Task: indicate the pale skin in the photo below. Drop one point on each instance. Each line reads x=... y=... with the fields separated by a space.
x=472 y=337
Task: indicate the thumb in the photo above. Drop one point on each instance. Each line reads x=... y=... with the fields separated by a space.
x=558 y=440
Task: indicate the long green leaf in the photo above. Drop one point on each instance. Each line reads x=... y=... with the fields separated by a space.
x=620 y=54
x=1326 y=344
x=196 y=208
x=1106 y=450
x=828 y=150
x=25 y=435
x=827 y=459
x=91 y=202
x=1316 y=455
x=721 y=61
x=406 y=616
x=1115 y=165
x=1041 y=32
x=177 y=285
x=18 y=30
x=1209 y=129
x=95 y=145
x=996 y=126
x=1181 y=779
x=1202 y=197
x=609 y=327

···

- [PROBLEM]:
Write the records again exactly as they stand.

- [ANSWER FOR THE TASK]:
Task: indicate the pale skin in the photo below. Drop one point on each instance. Each line reads x=... y=... with the fields separated by a space.
x=472 y=337
Task: indicate the thumb in the photo above. Drop one point on each instance. Each line reads x=... y=... with the fields separated by a space.
x=558 y=440
Task: indicate the long green leaf in the photo above. Drop one point on each instance. Each line reads x=... y=... with the fields separated by a space.
x=620 y=54
x=1326 y=344
x=196 y=208
x=1106 y=450
x=828 y=150
x=25 y=435
x=827 y=459
x=91 y=202
x=1316 y=455
x=721 y=61
x=406 y=616
x=1115 y=165
x=1041 y=32
x=177 y=285
x=18 y=30
x=1209 y=129
x=95 y=145
x=996 y=126
x=1181 y=779
x=1202 y=197
x=609 y=327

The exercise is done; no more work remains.